- _STATED PROBLEM_
Can you quote every one of the lines below word for word, changing nothing?

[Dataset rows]
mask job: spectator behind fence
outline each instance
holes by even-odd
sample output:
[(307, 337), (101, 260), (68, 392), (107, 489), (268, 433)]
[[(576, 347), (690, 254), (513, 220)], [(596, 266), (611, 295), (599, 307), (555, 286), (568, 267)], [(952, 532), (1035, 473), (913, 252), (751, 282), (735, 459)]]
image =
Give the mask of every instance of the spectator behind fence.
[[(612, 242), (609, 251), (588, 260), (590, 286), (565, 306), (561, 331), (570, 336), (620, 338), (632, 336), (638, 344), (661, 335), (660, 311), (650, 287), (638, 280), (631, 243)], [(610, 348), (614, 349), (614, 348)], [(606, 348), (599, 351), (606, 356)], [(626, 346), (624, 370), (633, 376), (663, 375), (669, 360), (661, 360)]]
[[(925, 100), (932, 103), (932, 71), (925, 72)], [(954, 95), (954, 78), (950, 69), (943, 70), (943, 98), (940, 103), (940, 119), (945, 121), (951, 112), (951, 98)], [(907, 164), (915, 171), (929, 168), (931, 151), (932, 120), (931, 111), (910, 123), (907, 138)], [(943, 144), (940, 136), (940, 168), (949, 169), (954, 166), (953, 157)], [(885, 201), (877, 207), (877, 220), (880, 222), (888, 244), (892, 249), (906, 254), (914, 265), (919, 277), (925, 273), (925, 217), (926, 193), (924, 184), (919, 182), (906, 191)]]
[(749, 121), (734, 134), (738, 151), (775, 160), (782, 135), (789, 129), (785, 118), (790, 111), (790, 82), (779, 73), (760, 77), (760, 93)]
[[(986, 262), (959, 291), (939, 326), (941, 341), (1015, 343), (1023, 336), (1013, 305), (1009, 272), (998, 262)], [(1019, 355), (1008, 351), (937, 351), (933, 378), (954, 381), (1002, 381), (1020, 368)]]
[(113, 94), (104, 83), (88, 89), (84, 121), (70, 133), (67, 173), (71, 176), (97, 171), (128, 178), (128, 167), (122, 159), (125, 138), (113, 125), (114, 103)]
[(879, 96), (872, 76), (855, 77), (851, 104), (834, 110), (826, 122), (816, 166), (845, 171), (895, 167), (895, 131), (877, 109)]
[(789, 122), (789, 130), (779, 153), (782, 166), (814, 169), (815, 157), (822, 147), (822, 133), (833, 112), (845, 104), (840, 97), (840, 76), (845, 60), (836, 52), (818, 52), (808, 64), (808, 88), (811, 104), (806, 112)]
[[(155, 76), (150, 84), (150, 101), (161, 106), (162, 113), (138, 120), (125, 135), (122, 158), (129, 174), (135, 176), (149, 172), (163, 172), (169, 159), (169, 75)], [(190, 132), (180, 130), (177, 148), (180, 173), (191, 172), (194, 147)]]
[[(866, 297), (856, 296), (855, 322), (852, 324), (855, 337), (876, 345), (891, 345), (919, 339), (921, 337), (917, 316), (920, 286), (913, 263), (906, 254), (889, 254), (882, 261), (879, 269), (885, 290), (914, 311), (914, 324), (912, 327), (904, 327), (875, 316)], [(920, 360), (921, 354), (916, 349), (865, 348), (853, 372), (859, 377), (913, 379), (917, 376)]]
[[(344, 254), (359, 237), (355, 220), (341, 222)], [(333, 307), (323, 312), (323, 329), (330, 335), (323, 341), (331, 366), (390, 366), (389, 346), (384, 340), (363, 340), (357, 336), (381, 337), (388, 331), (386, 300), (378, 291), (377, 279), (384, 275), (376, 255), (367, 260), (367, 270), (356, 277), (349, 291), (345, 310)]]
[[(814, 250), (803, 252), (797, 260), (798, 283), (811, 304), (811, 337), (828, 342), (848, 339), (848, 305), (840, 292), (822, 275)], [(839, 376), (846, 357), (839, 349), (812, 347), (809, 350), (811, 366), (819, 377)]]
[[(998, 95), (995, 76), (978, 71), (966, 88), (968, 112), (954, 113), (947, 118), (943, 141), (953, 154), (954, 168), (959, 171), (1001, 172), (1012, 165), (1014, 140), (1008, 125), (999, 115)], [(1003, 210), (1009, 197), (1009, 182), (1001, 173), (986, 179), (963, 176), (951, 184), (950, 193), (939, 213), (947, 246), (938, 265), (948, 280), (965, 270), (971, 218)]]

- _SOLVED EXERCISE_
mask job: spectator behind fence
outline each instance
holes by even-odd
sample output:
[(307, 337), (101, 260), (68, 392), (107, 489), (268, 433)]
[[(576, 347), (690, 254), (513, 220)], [(596, 266), (611, 295), (599, 307), (555, 286), (568, 267)], [(952, 532), (1035, 473), (913, 252), (751, 282), (735, 459)]]
image =
Give the mask of every instance of the spectator behind fence.
[[(612, 242), (609, 251), (588, 260), (590, 286), (565, 306), (561, 331), (570, 336), (620, 338), (632, 336), (638, 344), (661, 335), (660, 311), (650, 287), (638, 280), (631, 243)], [(610, 348), (614, 349), (614, 348)], [(606, 348), (599, 351), (606, 356)], [(626, 346), (624, 370), (633, 376), (663, 375), (669, 360), (661, 360)]]
[[(925, 100), (932, 103), (932, 71), (925, 72)], [(954, 95), (954, 78), (950, 69), (943, 70), (943, 98), (940, 103), (940, 119), (945, 121), (951, 112), (951, 98)], [(907, 164), (915, 171), (929, 168), (931, 151), (932, 120), (931, 111), (910, 123), (907, 138)], [(943, 144), (940, 136), (940, 168), (949, 169), (954, 166), (953, 157)], [(885, 201), (877, 207), (877, 220), (880, 222), (888, 244), (892, 249), (906, 254), (914, 265), (919, 277), (925, 273), (925, 217), (926, 193), (924, 184), (919, 182), (906, 191)]]
[(749, 121), (734, 134), (738, 151), (775, 160), (782, 135), (789, 129), (785, 118), (790, 111), (790, 82), (779, 73), (760, 77), (760, 93)]
[[(986, 262), (959, 291), (939, 326), (941, 341), (1015, 343), (1023, 336), (1013, 305), (1009, 272), (998, 262)], [(1019, 355), (1008, 351), (937, 351), (933, 378), (954, 381), (1002, 381), (1020, 368)]]
[(113, 94), (104, 83), (88, 89), (84, 121), (70, 133), (67, 173), (71, 176), (97, 171), (128, 178), (128, 167), (122, 159), (125, 138), (113, 125), (114, 103)]
[(879, 96), (872, 76), (855, 77), (851, 104), (834, 110), (826, 122), (816, 166), (845, 171), (895, 167), (895, 131), (877, 109)]
[(789, 122), (789, 130), (779, 153), (782, 166), (814, 169), (815, 157), (822, 147), (822, 133), (833, 112), (845, 104), (840, 97), (840, 76), (845, 60), (836, 52), (818, 52), (808, 64), (808, 88), (811, 104), (806, 112)]
[[(155, 76), (150, 84), (150, 101), (161, 106), (162, 113), (138, 120), (125, 135), (122, 158), (129, 174), (135, 176), (149, 172), (163, 172), (169, 159), (169, 75)], [(190, 132), (180, 130), (177, 148), (180, 173), (191, 172), (194, 147)]]
[[(866, 297), (856, 296), (855, 322), (852, 324), (855, 337), (876, 345), (891, 345), (919, 339), (921, 337), (917, 316), (920, 286), (913, 263), (906, 254), (889, 254), (882, 261), (879, 269), (885, 290), (914, 311), (914, 324), (912, 327), (904, 327), (875, 316)], [(920, 360), (921, 354), (916, 349), (865, 348), (853, 372), (859, 377), (913, 379), (917, 376)]]
[[(344, 254), (359, 237), (355, 220), (341, 222)], [(333, 307), (323, 312), (323, 329), (330, 335), (323, 341), (331, 366), (390, 366), (389, 346), (384, 340), (363, 340), (357, 336), (381, 337), (388, 331), (386, 300), (378, 291), (377, 279), (384, 275), (376, 255), (367, 260), (367, 270), (356, 277), (349, 291), (345, 310)]]
[[(814, 250), (803, 252), (797, 260), (798, 283), (811, 304), (811, 337), (828, 342), (848, 339), (848, 305), (840, 292), (822, 275)], [(839, 376), (846, 357), (839, 349), (812, 347), (809, 350), (811, 366), (819, 377)]]
[[(998, 95), (995, 76), (978, 71), (966, 88), (968, 112), (954, 113), (947, 118), (943, 141), (953, 154), (954, 168), (959, 171), (1001, 172), (1012, 165), (1014, 140), (1008, 125), (999, 115)], [(1003, 210), (1009, 197), (1009, 182), (1001, 173), (986, 179), (963, 176), (951, 184), (950, 193), (939, 213), (947, 246), (938, 265), (948, 280), (965, 270), (971, 218)]]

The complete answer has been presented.